Set tasks:
• A. In the forum post about remarriage after divorce, which Bible verse does the writer single out?
• B. Reproduce the forum post about remarriage after divorce between "Is remarriage after" and "but not me.", inclusive.
• C. Please carry on the forum post about remarriage after divorce from its last sentence.

Passage to read:
○ ○ ○ ○ ○ ○ ○

Is remarriage after divorce always adultery?

Thank you for the link! I read one of the articles, and they have several more that I will read as well-they seemed very good. One thing that interests me is something that Jesus said in Matthew 19:11....He said that the teaching about divorce and remarriage is not for everyone, but only for those to whom it is given. In other words, it seems like He is saying that only those who are meant to be unmarried will take it literally. I have one friend who is on her 7th husband, and she has read that verse many times and it never "clicked" with her at all she said. All but one of my friends believe that remarriage is Ok-so maybe it is Ok for those people to get remarried, but not me.

○ ○ ○ ○ ○ ○ ○

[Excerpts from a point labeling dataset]

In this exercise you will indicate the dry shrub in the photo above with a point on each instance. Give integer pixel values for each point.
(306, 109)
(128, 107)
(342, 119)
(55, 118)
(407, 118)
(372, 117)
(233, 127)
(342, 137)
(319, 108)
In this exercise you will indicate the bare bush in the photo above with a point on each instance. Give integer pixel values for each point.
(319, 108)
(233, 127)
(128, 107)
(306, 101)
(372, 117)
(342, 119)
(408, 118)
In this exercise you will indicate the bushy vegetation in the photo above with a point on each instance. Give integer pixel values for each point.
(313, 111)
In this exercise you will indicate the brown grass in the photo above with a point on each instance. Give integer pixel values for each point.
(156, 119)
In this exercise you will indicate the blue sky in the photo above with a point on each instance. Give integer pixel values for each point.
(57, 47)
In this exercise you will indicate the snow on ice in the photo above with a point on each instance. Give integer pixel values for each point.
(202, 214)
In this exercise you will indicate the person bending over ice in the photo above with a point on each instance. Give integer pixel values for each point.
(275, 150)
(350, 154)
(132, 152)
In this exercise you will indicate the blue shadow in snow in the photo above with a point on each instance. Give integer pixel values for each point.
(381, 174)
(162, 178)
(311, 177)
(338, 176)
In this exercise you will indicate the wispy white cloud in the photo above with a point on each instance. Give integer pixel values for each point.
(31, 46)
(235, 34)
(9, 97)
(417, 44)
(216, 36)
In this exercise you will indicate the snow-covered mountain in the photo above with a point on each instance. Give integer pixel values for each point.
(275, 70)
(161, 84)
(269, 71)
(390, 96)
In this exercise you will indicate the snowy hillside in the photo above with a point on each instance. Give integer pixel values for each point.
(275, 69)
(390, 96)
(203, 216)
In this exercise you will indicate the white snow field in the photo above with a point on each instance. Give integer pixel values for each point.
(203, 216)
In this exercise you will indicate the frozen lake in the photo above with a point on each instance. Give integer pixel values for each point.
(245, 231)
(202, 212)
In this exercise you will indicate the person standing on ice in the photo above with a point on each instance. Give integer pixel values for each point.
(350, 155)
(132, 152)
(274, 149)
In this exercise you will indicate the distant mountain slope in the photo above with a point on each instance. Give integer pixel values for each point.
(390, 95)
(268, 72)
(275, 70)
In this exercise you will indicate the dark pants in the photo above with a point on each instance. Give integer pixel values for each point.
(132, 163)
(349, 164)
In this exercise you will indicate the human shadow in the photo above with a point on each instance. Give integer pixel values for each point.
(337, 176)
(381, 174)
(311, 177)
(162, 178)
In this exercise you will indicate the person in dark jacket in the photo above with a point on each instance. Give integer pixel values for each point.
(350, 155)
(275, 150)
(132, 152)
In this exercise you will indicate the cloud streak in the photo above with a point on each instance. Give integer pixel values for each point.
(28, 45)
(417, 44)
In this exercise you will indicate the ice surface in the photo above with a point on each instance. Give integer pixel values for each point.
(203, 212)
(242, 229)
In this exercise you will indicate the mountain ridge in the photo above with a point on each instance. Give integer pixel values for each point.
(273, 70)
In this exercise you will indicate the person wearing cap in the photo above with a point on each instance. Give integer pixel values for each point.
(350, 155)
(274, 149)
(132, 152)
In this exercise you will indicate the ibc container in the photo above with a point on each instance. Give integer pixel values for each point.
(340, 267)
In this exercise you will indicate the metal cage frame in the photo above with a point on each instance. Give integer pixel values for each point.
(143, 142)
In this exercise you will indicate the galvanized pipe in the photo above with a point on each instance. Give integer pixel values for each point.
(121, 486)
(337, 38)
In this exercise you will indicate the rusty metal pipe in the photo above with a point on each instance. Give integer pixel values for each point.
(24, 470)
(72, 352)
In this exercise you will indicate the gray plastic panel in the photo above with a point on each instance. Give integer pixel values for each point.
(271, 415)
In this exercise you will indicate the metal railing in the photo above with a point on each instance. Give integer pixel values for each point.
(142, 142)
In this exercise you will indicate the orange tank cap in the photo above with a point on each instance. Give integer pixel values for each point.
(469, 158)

○ ○ ○ ○ ○ ○ ○

Final results:
• A. Matthew 19:11

• B.
Is remarriage after divorce always adultery?

Thank you for the link! I read one of the articles, and they have several more that I will read as well-they seemed very good. One thing that interests me is something that Jesus said in Matthew 19:11....He said that the teaching about divorce and remarriage is not for everyone, but only for those to whom it is given. In other words, it seems like He is saying that only those who are meant to be unmarried will take it literally. I have one friend who is on her 7th husband, and she has read that verse many times and it never "clicked" with her at all she said. All but one of my friends believe that remarriage is Ok-so maybe it is Ok for those people to get remarried, but not me.

• C.
I think that if God does want me to remarry, He will open my mind to accept what He truly meant in that verse. All I know is that right now, my mind is stuck on it meaning that I absolutely can't remarry. :(

What is weird to me is that a few months before I got saved, a man walked up to me at a park and told me that he was a Christian, with the gift of prophecy. He said that God told him to go to the park and He had a word for someone there, and that person was me. I was not saved, and I thought it was some really weird pickup line at the time. But he told me that my husband was going to leave me, and I would date several men before I found the man that I was "supposed" to be with the rest of my life. He was hinting that it was him, so again, I thought it was bizarre pickup line.

I ran into the same guy a year later, and I didn't recognize him. He walked up and said "Is he gone yet?" and I said "Huh? Who?" and he said "Your husband-is he gone yet?" I told him "No-we are happily married." His mouth dropped-he was very surprised that I was still married! Then he said "It will be soon-very soon!"

It was about a year and a half later that my husband walked out on me. My husband believed, but he hates Jesus because He changed me into a "new creation" and I was not the person that my husband married anymore. So he hated Jesus because of it-he wanted his old party buddy back.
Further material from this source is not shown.